Goal of the exercise: Find every line below with the word "cloud" in it, and copy each one.
── Raw data
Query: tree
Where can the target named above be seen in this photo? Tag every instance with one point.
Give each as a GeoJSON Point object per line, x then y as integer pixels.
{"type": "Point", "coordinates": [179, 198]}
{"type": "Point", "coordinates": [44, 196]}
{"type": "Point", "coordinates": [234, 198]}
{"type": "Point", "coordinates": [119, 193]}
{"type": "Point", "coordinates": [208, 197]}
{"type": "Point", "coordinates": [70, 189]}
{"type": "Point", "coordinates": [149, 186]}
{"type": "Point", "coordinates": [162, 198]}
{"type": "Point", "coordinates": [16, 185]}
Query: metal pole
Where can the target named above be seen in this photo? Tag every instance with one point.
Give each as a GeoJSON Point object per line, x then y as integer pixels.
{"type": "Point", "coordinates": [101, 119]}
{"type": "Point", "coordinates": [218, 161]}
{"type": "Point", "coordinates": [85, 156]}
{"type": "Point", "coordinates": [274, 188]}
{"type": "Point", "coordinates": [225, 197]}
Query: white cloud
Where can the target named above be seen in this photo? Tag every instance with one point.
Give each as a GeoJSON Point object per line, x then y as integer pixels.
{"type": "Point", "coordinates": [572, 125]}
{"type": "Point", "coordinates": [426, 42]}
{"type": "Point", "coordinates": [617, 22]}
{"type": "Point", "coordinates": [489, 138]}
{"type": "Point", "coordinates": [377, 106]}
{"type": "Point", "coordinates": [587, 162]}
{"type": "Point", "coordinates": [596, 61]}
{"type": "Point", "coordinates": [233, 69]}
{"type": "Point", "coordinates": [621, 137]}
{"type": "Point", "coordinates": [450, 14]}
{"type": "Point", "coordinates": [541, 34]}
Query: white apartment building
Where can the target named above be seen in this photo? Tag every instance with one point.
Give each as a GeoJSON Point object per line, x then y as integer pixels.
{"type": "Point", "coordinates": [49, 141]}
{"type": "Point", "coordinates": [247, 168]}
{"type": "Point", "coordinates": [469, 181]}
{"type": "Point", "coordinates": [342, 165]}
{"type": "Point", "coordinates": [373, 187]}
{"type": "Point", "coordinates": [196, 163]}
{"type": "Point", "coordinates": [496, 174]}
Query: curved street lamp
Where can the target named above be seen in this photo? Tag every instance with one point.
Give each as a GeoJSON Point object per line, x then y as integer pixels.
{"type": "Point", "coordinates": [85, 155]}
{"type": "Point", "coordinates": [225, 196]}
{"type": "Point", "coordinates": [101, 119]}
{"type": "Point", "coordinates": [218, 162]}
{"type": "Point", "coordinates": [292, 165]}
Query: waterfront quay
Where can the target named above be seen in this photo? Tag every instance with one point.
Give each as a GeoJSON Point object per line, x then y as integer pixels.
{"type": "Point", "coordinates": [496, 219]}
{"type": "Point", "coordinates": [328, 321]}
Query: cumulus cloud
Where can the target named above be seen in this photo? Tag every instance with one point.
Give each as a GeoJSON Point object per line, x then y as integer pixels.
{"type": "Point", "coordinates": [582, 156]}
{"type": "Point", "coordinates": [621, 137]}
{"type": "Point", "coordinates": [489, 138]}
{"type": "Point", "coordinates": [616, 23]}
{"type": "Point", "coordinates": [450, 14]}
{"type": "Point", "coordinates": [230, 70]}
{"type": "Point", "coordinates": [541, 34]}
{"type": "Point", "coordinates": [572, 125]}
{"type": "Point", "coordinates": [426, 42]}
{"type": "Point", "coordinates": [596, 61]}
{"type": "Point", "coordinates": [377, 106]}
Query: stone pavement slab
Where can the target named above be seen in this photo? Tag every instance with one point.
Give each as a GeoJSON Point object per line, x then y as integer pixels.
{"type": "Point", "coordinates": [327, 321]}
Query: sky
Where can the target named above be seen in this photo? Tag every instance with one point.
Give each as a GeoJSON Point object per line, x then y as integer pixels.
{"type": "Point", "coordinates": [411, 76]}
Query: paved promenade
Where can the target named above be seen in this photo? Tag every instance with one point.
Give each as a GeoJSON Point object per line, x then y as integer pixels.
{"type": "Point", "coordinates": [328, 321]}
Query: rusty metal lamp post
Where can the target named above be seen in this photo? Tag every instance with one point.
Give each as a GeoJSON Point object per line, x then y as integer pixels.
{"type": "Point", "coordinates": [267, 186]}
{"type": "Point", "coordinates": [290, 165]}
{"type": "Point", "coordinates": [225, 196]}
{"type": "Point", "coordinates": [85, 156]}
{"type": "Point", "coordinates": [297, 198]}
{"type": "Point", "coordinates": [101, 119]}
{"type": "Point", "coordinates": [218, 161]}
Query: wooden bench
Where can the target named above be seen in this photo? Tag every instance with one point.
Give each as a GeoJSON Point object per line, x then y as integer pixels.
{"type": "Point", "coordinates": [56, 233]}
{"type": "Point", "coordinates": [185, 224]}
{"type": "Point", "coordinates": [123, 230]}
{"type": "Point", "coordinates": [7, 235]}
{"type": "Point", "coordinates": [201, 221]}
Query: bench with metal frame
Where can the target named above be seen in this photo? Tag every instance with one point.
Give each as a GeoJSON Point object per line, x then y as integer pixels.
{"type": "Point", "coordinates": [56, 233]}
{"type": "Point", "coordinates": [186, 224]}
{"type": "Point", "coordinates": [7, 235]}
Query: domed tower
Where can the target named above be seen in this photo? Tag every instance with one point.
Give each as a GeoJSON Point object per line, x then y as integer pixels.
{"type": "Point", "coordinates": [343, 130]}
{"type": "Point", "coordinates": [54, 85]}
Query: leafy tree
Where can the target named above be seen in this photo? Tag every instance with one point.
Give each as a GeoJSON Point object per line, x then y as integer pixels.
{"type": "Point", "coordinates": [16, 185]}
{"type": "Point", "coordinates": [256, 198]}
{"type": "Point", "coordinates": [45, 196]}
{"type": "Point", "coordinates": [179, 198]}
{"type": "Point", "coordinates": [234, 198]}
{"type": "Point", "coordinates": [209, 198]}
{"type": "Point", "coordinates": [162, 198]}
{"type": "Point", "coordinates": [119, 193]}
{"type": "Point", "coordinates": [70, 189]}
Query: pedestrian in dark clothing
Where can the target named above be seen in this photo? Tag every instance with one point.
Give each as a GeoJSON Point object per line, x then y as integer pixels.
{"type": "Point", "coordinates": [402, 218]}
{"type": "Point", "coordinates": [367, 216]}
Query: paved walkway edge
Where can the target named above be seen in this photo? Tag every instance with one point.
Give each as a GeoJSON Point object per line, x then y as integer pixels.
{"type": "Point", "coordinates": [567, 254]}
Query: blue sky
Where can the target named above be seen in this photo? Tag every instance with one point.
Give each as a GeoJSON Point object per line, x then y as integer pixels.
────
Result of the task:
Query: white cloud
Query: cumulus cloud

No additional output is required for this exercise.